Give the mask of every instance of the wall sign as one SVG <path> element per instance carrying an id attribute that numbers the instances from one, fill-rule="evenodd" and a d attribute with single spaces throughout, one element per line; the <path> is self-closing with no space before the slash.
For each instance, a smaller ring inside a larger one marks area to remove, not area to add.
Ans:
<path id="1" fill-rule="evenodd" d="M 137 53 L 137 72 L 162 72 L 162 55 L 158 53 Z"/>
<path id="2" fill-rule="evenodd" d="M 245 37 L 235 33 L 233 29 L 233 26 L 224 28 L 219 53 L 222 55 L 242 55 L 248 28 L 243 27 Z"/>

◆ ◆ ◆

REQUIREMENT
Please repeat the records above word for word, leaving nothing out.

ANSWER TO THE TASK
Give the mask of every instance of the wall sign as one SVG <path> element per instance carrying an id attribute that numbers the instances from one, fill-rule="evenodd" and a d attribute with single spaces throughout, one element per line; the <path> is self-closing with no space before the slash.
For each instance, a smaller ring inside a larger one marks area to remove, not area to add.
Ans:
<path id="1" fill-rule="evenodd" d="M 137 53 L 137 72 L 162 72 L 162 55 L 158 53 Z"/>
<path id="2" fill-rule="evenodd" d="M 245 37 L 235 33 L 233 29 L 233 26 L 224 28 L 219 53 L 222 55 L 242 55 L 248 28 L 243 27 Z"/>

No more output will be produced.